| Data in this exercise |

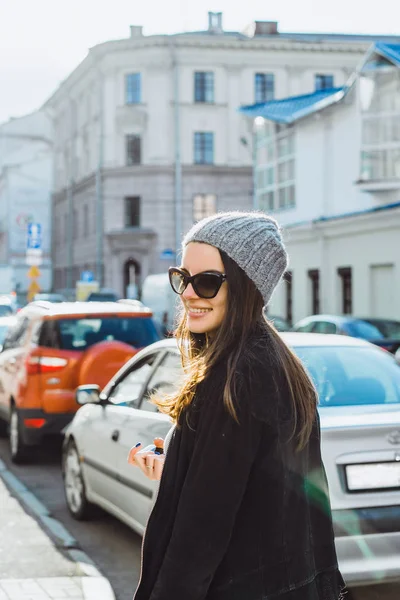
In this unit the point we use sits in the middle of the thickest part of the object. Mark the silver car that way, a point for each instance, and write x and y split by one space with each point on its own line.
359 389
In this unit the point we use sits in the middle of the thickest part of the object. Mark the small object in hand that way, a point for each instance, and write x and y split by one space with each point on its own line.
159 444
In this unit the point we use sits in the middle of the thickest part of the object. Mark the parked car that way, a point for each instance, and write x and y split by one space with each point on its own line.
49 297
159 296
7 306
53 348
390 330
280 323
345 325
103 295
5 324
359 390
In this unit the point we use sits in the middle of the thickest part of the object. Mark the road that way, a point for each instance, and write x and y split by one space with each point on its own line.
113 546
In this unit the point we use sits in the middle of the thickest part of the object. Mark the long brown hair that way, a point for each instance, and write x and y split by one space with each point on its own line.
243 315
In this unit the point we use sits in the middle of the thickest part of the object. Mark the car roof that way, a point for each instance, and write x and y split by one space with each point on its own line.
8 320
333 318
72 309
294 338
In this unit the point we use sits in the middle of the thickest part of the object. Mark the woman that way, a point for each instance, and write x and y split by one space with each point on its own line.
242 511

| Short exercise |
Recast every line of the data above as a numbered list, skipping any blank lines and leaving the pictures out.

| Expected answer |
1. In this unit the point we use sits in the middle of the thickest part of the object. Mark the silver car that way, a point for each instance, and write x and y split by one space with each point on its own line.
2. 359 389
3. In this unit the point we use sits in the middle of the thickest part of the object. Mark the small object in hand that way, a point for each instance, and write x and y split by one space with each point on its own line.
4. 159 444
5. In this unit the point we use sits in the middle of the thickest part of the object. Mark the parked car that way, a point for each instance, and write x and y split by one space with each point on its own line.
6. 49 297
7. 159 296
8. 7 306
9. 53 348
10. 390 330
11. 280 323
12. 345 325
13. 103 295
14. 5 324
15. 359 390
16. In this unit the point we use sits in the middle of the thickest part of the object. Mark the road that way, a point for each instance, and write x and y split by one space with each point on its own line.
17. 113 546
18. In this unit the point we use sits in the middle of the thickest part of the object. Mark the long brown hair that way, a point for each instance, and write x and y split by one space with each point on its own line.
19. 243 315
20. In this unit the point we use sits in the middle of the thickest part of the object. Mark the car roof that way, a point for each instance, and write x and y split by one space with each point on its own line.
21. 8 320
22. 333 318
23. 72 309
24. 294 338
25. In this unit the point we use sits in the middle of the thickest part of the object. Mark the woman that way, a point for each instance, and write x and y split by one space with each point on its own line.
26. 242 511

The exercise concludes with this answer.